Several studies have evaluated the effect of erlotinib in NSCLC patients with BM. Deng et al. reported on six unselected NSCLC patients with BM treated with erlotinib and noted that four of the six harbored an EGFR mutation in the tumor; two PRs and two stable diseases (SD) were noted in EGFR mutant patients (32). Porta et al. retrospectively reviewed 69 NSCLC with BM patients treated with erlotinib (34). 17 patients had EGFR mutations, 82% of whom had an objective response rate (ORR) to erlotinib including eight complete responses (CRs) as well as a median time to progression of 11.7 months compared to 5.8 in EGFR wt patients and an overall survival of 12.9 months versus 3.1, respectively (34). Moreover, no patients without EGFR mutations had an objective response (34). A phase II study prospectively evaluated EGFR mutant NSCLC patients treated with erlotinib or gefitinib and noted that 83% achieved a PR and 11% SD without a statistically significant difference in progression-free survival (PFS) (6.6 months) or overall survival (OS) (15.9) between the two TKIs (35).

[Extracted data entries]
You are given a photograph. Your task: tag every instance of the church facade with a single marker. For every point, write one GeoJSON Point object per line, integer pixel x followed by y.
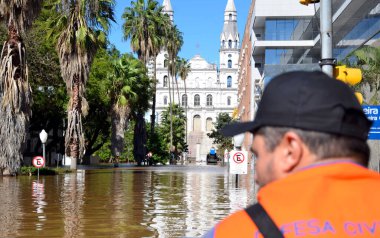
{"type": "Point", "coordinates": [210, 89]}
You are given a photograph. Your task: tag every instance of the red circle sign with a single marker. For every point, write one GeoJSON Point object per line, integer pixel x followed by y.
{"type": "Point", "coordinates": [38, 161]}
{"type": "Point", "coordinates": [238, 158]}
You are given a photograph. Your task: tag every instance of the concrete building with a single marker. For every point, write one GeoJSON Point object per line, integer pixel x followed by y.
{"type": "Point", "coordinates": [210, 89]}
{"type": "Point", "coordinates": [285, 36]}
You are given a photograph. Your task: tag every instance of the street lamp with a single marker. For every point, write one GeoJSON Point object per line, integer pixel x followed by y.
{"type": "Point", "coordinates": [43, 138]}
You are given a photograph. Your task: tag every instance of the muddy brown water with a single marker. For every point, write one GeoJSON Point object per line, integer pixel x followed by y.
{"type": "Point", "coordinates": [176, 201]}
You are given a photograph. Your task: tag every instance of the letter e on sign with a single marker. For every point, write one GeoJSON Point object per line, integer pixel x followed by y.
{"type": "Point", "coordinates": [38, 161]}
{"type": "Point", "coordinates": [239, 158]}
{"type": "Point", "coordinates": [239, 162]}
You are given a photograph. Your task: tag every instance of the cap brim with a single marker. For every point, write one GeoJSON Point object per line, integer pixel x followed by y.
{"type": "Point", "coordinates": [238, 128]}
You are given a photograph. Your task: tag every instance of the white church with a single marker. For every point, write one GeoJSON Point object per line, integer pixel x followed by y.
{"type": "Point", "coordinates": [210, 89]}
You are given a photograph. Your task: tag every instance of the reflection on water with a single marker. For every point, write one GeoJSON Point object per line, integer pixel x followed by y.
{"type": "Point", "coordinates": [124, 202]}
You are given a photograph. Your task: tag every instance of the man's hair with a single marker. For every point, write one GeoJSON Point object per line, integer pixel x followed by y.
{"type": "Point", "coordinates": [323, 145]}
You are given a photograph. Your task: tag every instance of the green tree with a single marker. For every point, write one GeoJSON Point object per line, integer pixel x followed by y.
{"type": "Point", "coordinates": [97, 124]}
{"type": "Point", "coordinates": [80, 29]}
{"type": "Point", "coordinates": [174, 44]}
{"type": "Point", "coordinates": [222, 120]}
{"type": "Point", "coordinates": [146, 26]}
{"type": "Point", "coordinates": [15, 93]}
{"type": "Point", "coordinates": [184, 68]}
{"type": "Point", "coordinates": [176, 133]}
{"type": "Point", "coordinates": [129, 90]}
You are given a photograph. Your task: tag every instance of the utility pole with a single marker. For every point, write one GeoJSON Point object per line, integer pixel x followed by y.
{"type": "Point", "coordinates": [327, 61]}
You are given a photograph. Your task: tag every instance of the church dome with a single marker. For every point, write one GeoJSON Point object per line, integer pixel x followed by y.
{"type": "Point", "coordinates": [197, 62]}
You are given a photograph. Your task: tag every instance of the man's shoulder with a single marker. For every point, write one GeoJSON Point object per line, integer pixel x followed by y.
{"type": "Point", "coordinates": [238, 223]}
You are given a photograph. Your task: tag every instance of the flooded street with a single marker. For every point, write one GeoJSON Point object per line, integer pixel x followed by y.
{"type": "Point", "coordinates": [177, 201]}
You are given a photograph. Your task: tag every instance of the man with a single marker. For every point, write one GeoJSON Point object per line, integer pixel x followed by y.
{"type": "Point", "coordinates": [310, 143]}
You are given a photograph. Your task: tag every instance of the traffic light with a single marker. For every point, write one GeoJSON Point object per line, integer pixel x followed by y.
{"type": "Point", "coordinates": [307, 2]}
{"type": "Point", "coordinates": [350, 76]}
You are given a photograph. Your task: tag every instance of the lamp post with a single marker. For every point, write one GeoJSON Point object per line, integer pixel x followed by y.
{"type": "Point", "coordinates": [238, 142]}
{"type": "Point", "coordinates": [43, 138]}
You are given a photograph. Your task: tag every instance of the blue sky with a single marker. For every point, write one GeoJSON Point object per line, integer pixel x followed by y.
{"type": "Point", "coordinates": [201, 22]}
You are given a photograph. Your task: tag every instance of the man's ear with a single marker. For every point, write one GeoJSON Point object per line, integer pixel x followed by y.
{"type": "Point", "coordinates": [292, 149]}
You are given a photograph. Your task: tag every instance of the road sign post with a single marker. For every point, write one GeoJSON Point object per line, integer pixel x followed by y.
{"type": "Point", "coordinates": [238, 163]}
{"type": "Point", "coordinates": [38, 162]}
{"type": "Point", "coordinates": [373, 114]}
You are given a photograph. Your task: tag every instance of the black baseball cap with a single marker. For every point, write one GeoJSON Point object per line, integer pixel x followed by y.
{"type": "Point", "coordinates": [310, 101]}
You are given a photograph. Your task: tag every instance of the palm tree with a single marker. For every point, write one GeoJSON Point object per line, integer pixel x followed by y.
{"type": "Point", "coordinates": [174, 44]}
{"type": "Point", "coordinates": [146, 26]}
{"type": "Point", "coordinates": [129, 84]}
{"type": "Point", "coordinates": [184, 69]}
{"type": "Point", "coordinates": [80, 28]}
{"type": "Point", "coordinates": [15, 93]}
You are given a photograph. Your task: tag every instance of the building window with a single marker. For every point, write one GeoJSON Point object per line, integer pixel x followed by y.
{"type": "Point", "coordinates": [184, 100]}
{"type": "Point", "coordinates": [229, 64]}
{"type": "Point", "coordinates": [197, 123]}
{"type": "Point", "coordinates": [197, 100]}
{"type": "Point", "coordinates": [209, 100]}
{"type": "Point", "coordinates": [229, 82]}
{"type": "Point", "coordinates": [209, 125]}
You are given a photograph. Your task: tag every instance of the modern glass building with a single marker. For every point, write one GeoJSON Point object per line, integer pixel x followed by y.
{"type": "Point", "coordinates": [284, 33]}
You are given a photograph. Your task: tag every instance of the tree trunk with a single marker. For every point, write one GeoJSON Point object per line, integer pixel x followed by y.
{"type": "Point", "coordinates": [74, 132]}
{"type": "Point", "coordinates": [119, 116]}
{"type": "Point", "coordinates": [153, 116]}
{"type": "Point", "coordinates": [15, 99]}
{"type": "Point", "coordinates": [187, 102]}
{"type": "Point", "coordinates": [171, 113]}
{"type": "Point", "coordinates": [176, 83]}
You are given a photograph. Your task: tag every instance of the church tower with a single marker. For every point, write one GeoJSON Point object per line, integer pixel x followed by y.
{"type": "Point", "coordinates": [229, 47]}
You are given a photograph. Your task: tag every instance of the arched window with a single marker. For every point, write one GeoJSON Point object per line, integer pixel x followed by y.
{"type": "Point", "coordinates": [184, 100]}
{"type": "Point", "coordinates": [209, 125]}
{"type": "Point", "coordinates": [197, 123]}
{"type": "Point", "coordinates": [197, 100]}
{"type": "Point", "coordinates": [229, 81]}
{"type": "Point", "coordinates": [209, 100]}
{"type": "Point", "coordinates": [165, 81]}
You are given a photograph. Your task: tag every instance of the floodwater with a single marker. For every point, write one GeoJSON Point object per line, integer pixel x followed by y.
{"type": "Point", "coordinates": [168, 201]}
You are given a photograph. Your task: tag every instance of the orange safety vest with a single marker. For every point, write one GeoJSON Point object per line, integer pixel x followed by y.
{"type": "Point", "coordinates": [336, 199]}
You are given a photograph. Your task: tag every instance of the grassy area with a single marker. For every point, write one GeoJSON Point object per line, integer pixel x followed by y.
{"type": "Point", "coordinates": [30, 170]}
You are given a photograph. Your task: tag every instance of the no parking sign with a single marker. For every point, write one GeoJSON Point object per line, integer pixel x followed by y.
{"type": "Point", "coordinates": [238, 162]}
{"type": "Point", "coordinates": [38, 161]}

Assigned task: Pick up the passage on erlotinib studies in NSCLC patients with BM and continue it from its last sentence.

Response to this task:
Dose escalation has also been examined as a potential strategy to increase CNS permeability and overcome resistance. In a small but compelling retrospective case series of nine EGFR mutant lung cancer patients with brain or leptomeningeal metastases that occurred despite conventional dosing of an EGFR inhibitor, patients were treated with high dose “pulsatile” erlotinib (1,500 mg weekly) and a CNS partial response rate of 67% (6 of 9 patients) was noted; however, median time to CNS progression was only 2.7 months (36). Following this, a phase 1 study in 34 patients with EGFR mutant lung cancer treated with escalating pulse doses of erlotinib found the maximum tolerated dose to be 1,200 mg given on days 1 and 2, with 50 mg given on days 3–7 weekly and it should be noted that 32% of patients had BM at study entry and none of these patients had progression of an untreated CNS metastasis or new CNS lesions while on study (37).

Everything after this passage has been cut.